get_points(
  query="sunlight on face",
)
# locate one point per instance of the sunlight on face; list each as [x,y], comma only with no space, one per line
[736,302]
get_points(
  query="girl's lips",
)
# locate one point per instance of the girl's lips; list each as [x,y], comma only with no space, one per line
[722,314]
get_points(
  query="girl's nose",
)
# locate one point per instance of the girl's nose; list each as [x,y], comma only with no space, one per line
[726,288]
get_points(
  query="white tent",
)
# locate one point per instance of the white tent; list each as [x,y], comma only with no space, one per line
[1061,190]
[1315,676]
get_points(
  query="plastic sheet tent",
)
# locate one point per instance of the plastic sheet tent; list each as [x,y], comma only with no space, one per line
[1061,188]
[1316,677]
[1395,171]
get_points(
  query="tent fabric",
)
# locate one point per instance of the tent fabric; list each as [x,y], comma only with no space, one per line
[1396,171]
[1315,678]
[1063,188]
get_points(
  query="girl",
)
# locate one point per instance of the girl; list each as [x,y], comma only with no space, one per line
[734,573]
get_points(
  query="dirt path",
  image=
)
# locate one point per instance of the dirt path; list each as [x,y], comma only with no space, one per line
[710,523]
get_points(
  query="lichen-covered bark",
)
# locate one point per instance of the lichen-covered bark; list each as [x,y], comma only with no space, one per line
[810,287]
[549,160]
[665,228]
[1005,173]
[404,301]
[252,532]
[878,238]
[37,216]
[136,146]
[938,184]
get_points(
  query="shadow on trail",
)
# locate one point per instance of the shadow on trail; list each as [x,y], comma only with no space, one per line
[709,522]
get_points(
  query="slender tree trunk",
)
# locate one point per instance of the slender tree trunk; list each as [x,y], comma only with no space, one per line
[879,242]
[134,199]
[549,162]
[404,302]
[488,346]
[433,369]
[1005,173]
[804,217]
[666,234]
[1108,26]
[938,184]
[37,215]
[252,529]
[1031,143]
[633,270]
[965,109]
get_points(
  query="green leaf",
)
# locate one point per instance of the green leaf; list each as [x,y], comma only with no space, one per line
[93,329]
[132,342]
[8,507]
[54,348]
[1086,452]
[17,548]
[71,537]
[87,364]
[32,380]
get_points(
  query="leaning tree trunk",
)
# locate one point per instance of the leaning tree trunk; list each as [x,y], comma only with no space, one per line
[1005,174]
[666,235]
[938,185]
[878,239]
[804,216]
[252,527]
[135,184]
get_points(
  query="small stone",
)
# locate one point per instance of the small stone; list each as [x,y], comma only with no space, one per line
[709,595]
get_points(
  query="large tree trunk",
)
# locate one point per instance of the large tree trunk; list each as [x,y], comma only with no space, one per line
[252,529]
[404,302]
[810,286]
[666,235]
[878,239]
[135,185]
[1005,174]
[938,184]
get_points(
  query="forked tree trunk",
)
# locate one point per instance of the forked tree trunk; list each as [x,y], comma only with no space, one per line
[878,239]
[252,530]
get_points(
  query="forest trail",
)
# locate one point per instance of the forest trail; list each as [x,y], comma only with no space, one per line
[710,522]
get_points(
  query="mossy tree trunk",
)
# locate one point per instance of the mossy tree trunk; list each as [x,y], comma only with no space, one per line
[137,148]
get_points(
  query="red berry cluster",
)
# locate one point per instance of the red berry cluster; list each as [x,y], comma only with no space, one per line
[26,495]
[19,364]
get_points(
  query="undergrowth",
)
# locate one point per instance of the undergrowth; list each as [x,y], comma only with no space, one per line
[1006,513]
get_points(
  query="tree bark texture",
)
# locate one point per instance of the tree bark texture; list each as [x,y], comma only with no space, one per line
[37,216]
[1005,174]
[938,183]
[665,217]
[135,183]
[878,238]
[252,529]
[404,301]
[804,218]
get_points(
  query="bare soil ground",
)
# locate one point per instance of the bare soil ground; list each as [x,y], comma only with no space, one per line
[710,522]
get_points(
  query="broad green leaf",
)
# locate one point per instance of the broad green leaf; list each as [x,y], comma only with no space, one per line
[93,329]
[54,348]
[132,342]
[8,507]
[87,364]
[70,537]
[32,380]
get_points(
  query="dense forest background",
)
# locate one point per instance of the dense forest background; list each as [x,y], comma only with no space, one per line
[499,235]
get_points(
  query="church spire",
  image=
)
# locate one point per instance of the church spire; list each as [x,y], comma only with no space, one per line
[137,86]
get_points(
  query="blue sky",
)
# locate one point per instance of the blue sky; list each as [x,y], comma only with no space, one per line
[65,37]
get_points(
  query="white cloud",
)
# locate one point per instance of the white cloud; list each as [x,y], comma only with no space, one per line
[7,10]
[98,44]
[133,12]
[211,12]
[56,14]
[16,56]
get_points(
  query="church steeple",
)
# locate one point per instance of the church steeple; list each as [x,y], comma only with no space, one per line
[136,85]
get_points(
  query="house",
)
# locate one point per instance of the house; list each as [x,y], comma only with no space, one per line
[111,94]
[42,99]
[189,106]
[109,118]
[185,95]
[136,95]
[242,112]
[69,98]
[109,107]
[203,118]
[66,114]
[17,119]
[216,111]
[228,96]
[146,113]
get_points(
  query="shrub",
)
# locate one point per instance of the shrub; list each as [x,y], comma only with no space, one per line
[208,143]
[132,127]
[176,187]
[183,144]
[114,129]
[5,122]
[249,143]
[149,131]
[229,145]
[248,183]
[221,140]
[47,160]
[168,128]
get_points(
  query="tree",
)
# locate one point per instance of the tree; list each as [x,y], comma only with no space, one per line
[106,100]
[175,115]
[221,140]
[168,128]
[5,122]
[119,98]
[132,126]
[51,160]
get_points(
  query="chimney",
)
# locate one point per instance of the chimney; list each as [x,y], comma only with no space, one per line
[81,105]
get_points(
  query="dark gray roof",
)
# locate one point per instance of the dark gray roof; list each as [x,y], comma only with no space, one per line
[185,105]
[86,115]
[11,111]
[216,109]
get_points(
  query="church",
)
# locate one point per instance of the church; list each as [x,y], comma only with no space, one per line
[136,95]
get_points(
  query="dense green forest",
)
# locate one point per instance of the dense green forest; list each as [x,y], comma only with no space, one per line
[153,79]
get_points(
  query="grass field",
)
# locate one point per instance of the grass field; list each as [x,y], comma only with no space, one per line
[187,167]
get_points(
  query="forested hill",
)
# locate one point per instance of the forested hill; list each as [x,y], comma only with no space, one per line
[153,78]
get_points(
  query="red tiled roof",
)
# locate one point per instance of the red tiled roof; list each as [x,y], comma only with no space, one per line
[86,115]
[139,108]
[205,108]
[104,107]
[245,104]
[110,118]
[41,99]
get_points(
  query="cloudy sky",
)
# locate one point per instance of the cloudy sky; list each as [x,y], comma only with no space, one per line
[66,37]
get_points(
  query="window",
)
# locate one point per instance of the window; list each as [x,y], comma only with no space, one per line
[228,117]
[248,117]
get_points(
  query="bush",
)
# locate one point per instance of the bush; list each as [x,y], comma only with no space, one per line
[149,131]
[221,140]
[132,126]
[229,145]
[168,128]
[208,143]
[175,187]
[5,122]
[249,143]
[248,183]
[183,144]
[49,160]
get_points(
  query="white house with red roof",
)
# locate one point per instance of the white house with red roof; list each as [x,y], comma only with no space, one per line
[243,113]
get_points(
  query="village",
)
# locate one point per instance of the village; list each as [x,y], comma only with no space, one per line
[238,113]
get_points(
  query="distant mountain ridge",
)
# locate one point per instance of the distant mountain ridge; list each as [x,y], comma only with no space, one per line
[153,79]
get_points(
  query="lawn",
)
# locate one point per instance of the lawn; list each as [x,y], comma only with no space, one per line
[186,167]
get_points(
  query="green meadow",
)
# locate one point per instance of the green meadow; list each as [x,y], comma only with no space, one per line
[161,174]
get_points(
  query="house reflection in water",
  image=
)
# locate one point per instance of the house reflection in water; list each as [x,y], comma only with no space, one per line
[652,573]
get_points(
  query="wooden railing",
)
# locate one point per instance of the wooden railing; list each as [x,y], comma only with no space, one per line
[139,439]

* * * *

• [Set task]
State how many lines of the material contain the string "broad", with case counting, and give only the number.

• [Result of the exercise]
2